WORK INSTRUCTIONS
Repeat exactly, and only, the lines from the line containing "Target: green tree" through the last line of the records below, including both.

Extracted records:
· · ·

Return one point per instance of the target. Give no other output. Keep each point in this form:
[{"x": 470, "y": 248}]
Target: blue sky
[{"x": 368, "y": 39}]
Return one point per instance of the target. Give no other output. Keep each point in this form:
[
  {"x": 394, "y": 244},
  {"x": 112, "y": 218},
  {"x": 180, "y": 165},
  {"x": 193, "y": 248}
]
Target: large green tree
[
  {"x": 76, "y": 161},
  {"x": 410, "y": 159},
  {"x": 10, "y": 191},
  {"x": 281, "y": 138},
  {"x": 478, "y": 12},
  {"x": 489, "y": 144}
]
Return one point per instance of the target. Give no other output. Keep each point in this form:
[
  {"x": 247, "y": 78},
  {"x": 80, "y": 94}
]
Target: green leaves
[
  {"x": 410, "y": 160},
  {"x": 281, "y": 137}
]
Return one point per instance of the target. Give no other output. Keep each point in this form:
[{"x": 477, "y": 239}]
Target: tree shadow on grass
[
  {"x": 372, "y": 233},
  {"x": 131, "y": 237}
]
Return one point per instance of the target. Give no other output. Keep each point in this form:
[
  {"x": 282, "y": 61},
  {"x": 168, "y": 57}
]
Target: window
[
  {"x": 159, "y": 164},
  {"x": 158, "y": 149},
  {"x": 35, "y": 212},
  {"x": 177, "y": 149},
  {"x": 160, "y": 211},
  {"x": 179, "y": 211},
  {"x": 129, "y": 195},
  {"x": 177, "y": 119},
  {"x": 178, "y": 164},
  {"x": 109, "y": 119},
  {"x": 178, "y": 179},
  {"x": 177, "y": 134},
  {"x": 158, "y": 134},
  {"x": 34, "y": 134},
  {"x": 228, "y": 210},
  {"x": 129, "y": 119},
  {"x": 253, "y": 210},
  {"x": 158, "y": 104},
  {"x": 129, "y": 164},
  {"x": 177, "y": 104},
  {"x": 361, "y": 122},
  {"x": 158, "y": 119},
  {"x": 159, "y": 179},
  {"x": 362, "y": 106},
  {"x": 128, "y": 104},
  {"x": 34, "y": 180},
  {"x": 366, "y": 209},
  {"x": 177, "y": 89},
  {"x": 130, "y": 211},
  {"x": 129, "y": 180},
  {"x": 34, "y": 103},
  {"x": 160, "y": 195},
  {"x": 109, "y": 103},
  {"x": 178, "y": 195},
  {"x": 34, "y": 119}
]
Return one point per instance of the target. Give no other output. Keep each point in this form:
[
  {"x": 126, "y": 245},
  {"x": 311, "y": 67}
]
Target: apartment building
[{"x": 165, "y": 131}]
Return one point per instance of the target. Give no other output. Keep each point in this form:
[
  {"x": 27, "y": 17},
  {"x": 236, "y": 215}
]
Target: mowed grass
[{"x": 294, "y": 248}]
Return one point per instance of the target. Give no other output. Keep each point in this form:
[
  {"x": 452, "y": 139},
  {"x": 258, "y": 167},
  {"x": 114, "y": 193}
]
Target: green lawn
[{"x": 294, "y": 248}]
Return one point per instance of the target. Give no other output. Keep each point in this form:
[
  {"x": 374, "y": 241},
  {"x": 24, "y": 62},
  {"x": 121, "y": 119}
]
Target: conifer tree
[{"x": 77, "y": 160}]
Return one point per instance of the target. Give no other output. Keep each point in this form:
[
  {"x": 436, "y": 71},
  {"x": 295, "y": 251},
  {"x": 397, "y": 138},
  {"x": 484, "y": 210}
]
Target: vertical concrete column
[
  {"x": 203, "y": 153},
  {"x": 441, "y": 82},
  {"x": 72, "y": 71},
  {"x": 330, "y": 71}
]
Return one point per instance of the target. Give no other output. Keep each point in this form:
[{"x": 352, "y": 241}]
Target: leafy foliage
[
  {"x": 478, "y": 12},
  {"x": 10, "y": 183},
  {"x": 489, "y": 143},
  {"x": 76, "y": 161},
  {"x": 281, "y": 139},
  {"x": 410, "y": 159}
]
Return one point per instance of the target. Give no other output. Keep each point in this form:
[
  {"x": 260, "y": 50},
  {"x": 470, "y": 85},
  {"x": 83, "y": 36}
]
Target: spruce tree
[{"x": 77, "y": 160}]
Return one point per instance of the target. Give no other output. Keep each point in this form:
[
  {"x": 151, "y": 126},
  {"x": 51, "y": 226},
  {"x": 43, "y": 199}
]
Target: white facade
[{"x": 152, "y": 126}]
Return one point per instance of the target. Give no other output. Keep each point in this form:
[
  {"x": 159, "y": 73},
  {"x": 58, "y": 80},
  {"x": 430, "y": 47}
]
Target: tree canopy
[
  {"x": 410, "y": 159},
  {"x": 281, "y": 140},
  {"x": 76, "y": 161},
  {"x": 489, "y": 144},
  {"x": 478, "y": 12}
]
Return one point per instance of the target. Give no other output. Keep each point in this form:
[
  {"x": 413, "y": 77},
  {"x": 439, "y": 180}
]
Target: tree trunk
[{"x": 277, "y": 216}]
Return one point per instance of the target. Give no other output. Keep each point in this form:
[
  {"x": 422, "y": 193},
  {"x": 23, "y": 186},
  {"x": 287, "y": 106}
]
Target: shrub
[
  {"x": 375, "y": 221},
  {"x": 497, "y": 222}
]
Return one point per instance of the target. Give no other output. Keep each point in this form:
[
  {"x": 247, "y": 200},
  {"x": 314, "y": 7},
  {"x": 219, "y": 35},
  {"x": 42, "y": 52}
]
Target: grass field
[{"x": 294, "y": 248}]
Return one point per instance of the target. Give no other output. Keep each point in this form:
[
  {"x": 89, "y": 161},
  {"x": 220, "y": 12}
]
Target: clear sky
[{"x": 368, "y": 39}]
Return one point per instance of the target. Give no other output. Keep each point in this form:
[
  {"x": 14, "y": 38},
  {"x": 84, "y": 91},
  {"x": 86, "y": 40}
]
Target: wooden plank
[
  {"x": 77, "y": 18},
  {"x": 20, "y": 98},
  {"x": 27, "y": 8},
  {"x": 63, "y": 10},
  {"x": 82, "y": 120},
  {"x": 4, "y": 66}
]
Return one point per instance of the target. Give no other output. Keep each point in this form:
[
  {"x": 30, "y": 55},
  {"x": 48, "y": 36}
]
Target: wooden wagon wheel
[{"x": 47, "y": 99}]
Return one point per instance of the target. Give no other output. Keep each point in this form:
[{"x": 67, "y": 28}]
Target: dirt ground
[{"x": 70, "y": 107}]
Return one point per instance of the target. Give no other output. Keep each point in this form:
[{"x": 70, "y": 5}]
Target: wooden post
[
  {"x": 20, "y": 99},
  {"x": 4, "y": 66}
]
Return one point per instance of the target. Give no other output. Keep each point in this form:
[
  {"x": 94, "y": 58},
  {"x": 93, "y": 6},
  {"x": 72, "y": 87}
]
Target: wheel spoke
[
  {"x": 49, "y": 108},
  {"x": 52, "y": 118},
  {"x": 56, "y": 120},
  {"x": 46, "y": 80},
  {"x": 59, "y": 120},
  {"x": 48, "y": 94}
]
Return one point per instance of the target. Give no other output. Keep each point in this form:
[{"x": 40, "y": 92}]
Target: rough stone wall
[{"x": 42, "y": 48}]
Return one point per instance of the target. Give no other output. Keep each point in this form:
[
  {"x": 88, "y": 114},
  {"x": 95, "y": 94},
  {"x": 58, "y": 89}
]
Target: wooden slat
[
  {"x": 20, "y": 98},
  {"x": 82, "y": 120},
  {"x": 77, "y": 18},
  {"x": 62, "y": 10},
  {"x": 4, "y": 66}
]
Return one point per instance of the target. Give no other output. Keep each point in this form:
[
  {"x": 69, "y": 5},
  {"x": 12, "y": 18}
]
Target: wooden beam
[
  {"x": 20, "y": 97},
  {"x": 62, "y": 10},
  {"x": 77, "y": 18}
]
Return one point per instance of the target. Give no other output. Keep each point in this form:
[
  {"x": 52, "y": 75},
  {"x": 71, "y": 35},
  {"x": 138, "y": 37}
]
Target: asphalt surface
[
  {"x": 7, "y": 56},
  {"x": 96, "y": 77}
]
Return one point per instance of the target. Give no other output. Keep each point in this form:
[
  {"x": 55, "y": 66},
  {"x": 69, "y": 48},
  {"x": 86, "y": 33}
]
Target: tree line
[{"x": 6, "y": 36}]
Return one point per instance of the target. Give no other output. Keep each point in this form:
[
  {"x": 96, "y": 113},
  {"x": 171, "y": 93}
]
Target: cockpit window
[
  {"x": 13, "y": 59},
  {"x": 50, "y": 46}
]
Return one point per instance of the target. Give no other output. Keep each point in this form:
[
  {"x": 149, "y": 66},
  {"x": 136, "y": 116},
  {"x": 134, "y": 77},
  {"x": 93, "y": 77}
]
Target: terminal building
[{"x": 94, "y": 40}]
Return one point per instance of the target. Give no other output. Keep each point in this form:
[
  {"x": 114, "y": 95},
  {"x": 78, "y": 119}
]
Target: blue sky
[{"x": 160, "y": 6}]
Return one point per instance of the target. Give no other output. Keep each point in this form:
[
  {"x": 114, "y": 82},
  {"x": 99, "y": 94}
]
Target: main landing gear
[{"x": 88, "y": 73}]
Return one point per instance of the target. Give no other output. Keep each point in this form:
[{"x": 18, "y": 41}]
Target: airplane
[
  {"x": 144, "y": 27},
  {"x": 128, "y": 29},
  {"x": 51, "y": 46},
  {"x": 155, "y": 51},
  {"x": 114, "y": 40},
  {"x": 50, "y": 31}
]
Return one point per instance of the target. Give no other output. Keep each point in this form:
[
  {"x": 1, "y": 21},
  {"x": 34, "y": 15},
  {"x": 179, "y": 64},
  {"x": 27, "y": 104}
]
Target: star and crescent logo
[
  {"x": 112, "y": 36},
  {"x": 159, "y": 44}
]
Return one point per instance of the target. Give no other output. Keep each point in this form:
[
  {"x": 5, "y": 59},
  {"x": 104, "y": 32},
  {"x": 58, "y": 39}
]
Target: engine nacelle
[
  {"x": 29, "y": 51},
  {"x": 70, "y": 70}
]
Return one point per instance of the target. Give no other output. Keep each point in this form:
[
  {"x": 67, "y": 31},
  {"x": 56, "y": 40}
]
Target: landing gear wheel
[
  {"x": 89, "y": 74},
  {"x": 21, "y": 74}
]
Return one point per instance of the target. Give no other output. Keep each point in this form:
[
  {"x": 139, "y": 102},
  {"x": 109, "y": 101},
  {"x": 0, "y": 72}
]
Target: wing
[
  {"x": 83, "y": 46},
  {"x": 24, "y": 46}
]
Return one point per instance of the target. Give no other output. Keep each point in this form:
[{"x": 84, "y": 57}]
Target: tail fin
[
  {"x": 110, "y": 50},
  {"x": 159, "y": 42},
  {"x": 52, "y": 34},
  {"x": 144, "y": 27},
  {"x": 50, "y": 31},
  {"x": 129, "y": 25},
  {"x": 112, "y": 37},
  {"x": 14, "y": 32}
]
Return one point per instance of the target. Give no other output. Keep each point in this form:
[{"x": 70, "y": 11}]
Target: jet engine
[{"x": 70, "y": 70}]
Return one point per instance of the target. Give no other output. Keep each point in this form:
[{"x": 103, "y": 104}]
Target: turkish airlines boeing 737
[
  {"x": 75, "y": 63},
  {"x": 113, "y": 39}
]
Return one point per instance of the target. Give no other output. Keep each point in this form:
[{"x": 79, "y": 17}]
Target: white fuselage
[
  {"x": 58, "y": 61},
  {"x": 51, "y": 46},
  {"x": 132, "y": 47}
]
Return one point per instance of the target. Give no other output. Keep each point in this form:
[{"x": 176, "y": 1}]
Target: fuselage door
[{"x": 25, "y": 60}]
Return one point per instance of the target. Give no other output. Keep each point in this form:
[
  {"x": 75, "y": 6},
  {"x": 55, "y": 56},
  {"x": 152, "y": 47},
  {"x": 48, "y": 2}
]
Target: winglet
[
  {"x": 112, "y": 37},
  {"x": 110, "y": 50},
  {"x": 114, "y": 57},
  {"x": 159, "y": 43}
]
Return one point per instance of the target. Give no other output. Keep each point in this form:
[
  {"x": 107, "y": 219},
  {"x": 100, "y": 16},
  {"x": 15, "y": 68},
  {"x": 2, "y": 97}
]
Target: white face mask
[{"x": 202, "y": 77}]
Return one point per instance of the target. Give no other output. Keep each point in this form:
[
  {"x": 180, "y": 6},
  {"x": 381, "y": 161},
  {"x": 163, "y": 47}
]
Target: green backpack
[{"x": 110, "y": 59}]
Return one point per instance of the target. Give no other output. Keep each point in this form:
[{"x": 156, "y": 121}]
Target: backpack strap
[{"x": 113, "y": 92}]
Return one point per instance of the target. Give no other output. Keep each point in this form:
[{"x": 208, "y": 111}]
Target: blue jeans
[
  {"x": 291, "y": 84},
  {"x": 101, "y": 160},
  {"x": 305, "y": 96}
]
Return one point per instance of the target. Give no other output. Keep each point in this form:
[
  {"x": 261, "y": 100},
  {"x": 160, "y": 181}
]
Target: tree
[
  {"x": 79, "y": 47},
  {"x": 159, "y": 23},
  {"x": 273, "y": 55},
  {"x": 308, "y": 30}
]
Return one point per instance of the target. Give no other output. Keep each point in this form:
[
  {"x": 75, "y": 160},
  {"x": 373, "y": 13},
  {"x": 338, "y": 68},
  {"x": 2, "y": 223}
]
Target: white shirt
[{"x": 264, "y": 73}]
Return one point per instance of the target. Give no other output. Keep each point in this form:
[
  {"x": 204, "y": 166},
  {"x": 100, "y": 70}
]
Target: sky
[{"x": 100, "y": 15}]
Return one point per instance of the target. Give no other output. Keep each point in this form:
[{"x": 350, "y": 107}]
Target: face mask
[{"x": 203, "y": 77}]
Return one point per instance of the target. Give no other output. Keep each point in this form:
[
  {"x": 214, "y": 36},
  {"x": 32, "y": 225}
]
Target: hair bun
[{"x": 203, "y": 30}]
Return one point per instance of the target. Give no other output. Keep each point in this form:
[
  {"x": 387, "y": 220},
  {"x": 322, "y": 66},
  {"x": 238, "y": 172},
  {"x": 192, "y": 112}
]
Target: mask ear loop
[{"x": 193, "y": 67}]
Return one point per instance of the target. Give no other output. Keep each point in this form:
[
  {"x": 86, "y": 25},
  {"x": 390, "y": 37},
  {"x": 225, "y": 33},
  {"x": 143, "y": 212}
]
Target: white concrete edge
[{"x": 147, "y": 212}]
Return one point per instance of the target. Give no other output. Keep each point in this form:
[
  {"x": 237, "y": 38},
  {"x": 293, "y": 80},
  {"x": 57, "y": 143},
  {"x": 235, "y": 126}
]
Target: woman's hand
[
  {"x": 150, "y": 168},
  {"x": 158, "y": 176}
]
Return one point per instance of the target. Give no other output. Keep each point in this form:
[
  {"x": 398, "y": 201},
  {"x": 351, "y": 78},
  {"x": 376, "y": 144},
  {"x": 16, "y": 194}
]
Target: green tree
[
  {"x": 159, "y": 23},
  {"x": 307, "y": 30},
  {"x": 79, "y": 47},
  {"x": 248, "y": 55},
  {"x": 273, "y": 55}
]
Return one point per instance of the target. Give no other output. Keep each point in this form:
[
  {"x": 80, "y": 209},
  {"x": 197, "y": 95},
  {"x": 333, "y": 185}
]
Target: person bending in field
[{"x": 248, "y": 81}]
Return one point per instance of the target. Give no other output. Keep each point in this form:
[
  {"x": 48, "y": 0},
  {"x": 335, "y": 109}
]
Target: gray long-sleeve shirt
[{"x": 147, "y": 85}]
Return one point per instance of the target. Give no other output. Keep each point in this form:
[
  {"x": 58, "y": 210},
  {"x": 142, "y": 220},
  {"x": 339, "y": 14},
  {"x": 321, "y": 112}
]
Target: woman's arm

· · ·

OUTPUT
Target: green tree
[
  {"x": 159, "y": 23},
  {"x": 307, "y": 30},
  {"x": 79, "y": 47},
  {"x": 248, "y": 55},
  {"x": 273, "y": 55}
]
Return one point per instance of the target. Give no other output. Keep each point in this form:
[
  {"x": 80, "y": 209},
  {"x": 197, "y": 95},
  {"x": 333, "y": 185}
]
Target: person bending in field
[{"x": 248, "y": 81}]
Return one point per instance of the target. Give no other output. Keep each point in this form:
[
  {"x": 48, "y": 0},
  {"x": 335, "y": 109}
]
Target: gray long-sleeve shirt
[{"x": 147, "y": 85}]
Return one point per instance of the target. Give no other output. Keep each point in this form:
[
  {"x": 58, "y": 210},
  {"x": 142, "y": 220},
  {"x": 339, "y": 14},
  {"x": 321, "y": 112}
]
Target: woman's arm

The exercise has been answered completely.